**EXERCISE BRIEF**
Count every line in the data below where the word "output" appears, then state only that count.

- - - - -

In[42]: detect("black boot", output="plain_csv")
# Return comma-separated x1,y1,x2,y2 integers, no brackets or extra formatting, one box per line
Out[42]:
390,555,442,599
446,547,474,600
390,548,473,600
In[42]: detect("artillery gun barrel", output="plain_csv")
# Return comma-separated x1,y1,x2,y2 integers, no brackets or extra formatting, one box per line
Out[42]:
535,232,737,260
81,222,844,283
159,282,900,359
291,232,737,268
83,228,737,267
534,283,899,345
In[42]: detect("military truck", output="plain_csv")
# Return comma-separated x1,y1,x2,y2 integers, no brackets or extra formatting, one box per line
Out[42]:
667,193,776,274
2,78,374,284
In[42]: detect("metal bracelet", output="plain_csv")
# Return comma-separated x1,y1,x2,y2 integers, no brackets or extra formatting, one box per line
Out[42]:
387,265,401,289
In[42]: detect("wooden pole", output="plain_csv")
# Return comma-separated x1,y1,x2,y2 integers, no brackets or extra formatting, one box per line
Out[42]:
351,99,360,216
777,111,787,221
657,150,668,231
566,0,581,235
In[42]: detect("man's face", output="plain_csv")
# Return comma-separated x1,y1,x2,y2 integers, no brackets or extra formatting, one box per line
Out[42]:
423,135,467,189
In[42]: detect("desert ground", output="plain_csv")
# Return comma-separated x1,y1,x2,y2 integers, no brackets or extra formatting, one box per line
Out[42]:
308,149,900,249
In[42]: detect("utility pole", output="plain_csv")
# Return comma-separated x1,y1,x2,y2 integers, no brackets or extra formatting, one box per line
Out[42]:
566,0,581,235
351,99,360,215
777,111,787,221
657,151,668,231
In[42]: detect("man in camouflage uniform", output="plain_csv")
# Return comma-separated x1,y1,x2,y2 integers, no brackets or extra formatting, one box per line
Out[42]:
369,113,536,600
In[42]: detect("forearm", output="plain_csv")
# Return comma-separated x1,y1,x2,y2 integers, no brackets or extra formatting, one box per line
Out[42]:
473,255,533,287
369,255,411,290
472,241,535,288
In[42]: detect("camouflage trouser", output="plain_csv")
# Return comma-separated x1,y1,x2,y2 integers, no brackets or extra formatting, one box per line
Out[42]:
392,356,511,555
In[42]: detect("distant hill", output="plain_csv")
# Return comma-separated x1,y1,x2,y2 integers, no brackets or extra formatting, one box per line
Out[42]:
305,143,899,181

- - - - -

**SOLUTION**
12